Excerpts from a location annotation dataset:

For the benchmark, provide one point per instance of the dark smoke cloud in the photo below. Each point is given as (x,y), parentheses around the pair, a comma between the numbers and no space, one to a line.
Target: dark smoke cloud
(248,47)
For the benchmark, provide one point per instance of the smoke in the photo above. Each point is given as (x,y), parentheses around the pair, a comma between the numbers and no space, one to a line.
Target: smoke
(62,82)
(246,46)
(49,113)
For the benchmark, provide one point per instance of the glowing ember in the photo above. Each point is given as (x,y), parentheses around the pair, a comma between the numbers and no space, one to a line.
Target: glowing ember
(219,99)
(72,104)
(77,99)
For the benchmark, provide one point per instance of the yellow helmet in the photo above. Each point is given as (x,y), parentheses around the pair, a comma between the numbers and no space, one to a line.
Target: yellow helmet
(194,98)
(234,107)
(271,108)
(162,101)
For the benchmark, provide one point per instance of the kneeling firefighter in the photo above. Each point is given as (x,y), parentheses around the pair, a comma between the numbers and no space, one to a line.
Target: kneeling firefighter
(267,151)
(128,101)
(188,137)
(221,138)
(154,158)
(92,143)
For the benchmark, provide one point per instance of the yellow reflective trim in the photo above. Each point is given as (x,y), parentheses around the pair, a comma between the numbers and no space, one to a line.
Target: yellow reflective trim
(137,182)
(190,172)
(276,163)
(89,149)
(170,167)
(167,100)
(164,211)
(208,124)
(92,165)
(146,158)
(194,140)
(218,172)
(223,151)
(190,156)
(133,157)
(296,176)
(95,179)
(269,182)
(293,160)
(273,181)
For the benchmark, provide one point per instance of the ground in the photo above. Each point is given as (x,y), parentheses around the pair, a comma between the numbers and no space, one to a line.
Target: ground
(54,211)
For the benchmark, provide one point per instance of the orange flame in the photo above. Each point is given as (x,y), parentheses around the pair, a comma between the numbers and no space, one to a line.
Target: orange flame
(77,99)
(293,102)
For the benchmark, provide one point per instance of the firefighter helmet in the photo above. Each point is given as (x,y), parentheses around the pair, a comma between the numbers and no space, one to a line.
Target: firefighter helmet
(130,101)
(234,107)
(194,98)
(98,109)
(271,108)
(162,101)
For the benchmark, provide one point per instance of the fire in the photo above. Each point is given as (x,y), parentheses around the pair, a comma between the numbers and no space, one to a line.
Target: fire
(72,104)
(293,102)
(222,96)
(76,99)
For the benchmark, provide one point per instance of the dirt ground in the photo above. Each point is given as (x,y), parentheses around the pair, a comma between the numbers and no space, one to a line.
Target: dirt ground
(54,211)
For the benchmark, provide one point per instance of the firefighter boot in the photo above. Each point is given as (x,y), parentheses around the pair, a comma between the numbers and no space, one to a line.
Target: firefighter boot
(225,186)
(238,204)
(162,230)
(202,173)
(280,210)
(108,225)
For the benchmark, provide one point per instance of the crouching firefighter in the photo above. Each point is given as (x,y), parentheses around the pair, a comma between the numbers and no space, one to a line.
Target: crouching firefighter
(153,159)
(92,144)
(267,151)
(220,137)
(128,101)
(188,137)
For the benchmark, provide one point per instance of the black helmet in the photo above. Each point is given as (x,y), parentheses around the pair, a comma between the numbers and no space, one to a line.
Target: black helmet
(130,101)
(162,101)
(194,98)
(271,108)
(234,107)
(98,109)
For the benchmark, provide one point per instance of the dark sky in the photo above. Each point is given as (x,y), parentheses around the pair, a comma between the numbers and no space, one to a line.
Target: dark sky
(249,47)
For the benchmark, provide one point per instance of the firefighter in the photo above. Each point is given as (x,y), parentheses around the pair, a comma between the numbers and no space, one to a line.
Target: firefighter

* Written instruction: Return all of the data above verbatim, line for line, with nothing altered.

* Response to this task:
For the benchmark, provide one point per instance of the dark smoke cloud in the photo below. Each point is given as (x,y), parentheses around the pair, a comma between the numbers and no space, one to a line.
Target: dark smoke cloud
(248,47)
For the benchmark, provide one point per instance of the smoke in the photo above. Each point is given as (x,y), parentheses around the pair, a comma between the numbers and no space, one to a line.
Target: smoke
(62,82)
(246,46)
(49,113)
For the benchmark, provide one point per instance of the glowing ember in the photo above. Each point is given as (x,y), parentheses around the pair, a comma between the numbers and no space, one to a line.
Target: glowing ember
(219,99)
(72,104)
(77,99)
For the benchmark, provide one point per instance of the yellow helmet in the photo above. Each point is given as (x,y), parentheses around the pair, a comma between the numbers and no space, one to a line.
Target: yellow helmet
(194,98)
(234,107)
(271,108)
(162,101)
For the benchmark, provide one point per instance of the kneeling firefighter in the photo above. Each point is given as (x,y), parentheses around the pair, a comma between the numbers and no space, one to a line.
Target: kneeling firefighter
(267,151)
(128,101)
(188,137)
(221,138)
(154,158)
(92,143)
For the benchmark, provide one point per instance of the yellow reflective trim in the photo above. Each point is given as (x,y), parentheses around the pair, a comma between the numbers and no space, one to a line.
Target: yellow reflective trim
(137,182)
(190,172)
(276,163)
(89,149)
(170,167)
(167,100)
(164,211)
(208,124)
(92,165)
(146,158)
(194,140)
(218,172)
(223,151)
(190,156)
(133,157)
(296,176)
(95,179)
(269,182)
(293,160)
(273,181)
For the benchmark, provide one point per instance of the ground in the photo above. Each point is given as (x,y), parentheses around the pair, a comma between the numbers and no space, one to a line.
Target: ground
(54,211)
For the benchmark, provide one point per instance of the orange flame in the photo above. Each point is given as (x,y), parentheses around the pair, a comma between the numbers and no space, one to a line.
Target: orange flame
(77,99)
(293,102)
For the benchmark, provide one point per instance of the firefighter helmet in the photo above. Each point is given as (x,y), parentheses around the pair, a comma between the numbers and no space, one to a line.
Target: firefighter helmet
(130,101)
(234,107)
(194,98)
(98,109)
(271,108)
(162,101)
For the benchmark, provide one point per instance of the fire in the photo above. Each point is given as (x,y), parentheses around the pair, a comma between the numbers and no space, one to a line.
Target: fire
(72,104)
(293,102)
(222,96)
(76,99)
For the benchmark, provide one point per instance of the dirt ground in the photo above. Each point is given as (x,y), parentheses around the pair, a comma between the numbers and no space, one to a line.
Target: dirt ground
(54,211)
For the benchmark, provide one point per instance of the firefighter boot in the photo above. Each point is given as (x,y), parentheses around the pair, a comma between the numbers and no space, one to a line.
Target: firefighter boot
(225,186)
(238,204)
(162,230)
(202,173)
(280,210)
(108,225)
For the benchmark, provide one point per instance of the crouching firefighter in the photo above. Each point is given as (x,y), parentheses around the pair, a comma between the numbers and no space, one to a line.
Target: crouching firefighter
(153,159)
(92,144)
(267,151)
(220,137)
(128,101)
(188,137)
For the benchmark, provide one point per instance of the black helmet in the photo above. Each point is given as (x,y), parentheses around the pair, a comma between the numbers and no space, one to a line.
Target: black helmet
(130,101)
(162,101)
(194,98)
(271,108)
(234,107)
(98,109)
For the benchmark, provide one point per instance of the dark sky in the photo above. Each point is given as (x,y), parentheses around the pair, a comma between the numbers and no space, one to a line.
Target: dark sky
(249,47)
For the benchmark, provide one point per instance of the firefighter in the photo above. Each point is given as (x,y), parentheses around the pair, a comma between the numbers and no space, one to a line.
Target: firefighter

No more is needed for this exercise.